EXTRACTED TEXT:
▽

April 19, 1895 (a Friday)

Anatomical regions of the human body.

The Basle Nomina Anatomica (BNA) was published in Latin after its unanimous approval on this date at the IX Congress of the Anatomische Gesellschaft in Basel, Switzerland.

In the late nineteenth century some 50,000 terms for various human body parts had been in use. The same structures were described by different names, depending (among other things) on the anatomist’s school and national tradition. Vernacular translations of Latin and Greek, as well as various eponymous terms, were barriers to effective international communication. There was disagreement and confusion among anatomists regarding anatomical terminology. Work on a new international system of anatomical terminology had begun in 1887 and culminated with publication of the BNA. It reduced the number of anatomical terms from 50,000 down to 5,528.

April 10, 1901 (a Wednesday)

On this date, Duncan MacDougall, MD, performed his first experiment to test a hypothesis, to wit, “If personal continuity after the event of death is a fact, if the psychic functions continue to exist as a separate individuality after the death of brain and body, then it must exist as a substantial material entity.” This implies that this entity should have mass, so MacDougall asked himself, “Why not weigh on accurate scales a man at the very moment of death?”

The following is an extract of a letter written by Dr. MacDougall to a Richard Hodgson, MD and dated 10 November 1901, describing MacDougall’s first experiment. The letter was published in May 1907, along with a report of his subsequent experiments, in the Journal of the American Society for Psychical Research:

duncan_macdougall_1907_-_21pp_page_13-14

Interestingly, in a commentary published with the report, the editor of the Journal wrote that he “does not share the hopes which many entertain regarding the possibility of ‘weighing a soul,’ but this does not preclude his [MacDougall’s] recognition of the value of experiment, whatever its outcome. The main point is to have a definite conclusion established, whether it be negative or affirmative.”

According to The New York Times, MacDougall was a “reputable physician” and “at the head of a Research Society which for six years has been experimenting in this field.”

△

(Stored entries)
▽

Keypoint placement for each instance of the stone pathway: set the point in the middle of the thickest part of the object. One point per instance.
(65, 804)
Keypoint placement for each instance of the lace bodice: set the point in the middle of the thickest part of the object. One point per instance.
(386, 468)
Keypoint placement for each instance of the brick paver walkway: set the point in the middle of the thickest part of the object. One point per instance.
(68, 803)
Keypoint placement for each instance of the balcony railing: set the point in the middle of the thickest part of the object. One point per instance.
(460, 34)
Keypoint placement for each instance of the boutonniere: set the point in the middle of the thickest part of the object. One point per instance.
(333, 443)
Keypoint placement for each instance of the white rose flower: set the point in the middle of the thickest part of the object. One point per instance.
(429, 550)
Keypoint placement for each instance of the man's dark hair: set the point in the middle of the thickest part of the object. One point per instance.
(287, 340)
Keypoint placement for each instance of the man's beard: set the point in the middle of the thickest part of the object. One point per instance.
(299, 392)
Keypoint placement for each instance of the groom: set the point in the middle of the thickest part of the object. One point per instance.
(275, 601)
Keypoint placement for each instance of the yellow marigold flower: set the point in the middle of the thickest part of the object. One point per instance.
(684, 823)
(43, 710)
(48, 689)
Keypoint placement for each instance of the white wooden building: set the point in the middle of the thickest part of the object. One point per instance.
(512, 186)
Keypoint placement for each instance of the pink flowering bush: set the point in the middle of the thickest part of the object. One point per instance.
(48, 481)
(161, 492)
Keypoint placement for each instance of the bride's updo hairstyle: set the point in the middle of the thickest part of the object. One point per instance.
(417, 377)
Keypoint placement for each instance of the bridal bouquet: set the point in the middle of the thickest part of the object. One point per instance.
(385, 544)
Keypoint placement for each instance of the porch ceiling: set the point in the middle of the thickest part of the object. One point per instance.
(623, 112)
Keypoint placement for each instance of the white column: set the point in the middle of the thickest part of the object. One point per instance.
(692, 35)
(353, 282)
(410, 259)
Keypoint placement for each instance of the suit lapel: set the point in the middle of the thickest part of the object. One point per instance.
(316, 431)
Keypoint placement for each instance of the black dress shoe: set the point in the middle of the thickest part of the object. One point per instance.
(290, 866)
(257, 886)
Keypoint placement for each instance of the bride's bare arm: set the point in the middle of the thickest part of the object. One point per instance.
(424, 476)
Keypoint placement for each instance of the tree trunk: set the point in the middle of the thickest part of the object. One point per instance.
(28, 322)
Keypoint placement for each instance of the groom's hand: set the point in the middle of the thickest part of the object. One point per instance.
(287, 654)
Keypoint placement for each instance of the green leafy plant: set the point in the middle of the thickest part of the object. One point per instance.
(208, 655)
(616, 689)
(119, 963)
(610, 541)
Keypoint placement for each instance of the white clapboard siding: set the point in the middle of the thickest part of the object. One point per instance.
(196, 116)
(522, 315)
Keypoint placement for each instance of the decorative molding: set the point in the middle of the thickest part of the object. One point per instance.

△

LIST OF TASKS:
1. Sum up the text on the 1895 anatomy terms and the 1901 weighing experiment in two sentences.
2. Write the next part of the text on the 1895 anatomy terms and MacDougall's weighing experiment, picking up after its last sentence.

ANSWERS PROVIDED:
1. On April 19, 1895, the Basle Nomina Anatomica was unanimously approved at the IX Congress of the Anatomische Gesellschaft in Basel and published in Latin, cutting the roughly 50,000 anatomical terms in use down to 5,528. On April 10, 1901, Duncan MacDougall, MD, performed his first experiment to test whether what survives death has mass by weighing a man at the moment of death, and a letter describing it was published in May 1907 in the Journal of the American Society for Psychical Research.

2.
References:

April 1, 1578

William Harvey

On this date, the English physician and scientist William Harvey was born. He is credited with being the first in the Western world to describe correctly and in exact detail the systemic circulation and properties of blood being pumped around the body by the heart. Harvey published his discovery in a treatise entitled Exercitatio Anatomica de Motu Cordis et Sanguinis in Animalibus (On the Motion of the Heart and Blood in Animals) in 1628. Brief, well argued, and clearly written, De Motu Cordis is very probably the one and only great classic of Western science written before 1800 that is still widely read today. His discovery was dramatically confirmed later in the seventeenth century by microscopist Marcello Malpighi’s discovery of capillaries.

Functional knowledge of the heart and the circulation had remained almost at a standstill ever since the time of the Greco-Roman physician Galen – 1,400 years earlier. With Harvey, life began to receive mechanistic explanation. The essential idea of mechanistic explanation is that “natural” events have “natural” causes and can be explained by cause-and-effect relationships that do not involve special action of supernatural agency. This is fundamental to modern science.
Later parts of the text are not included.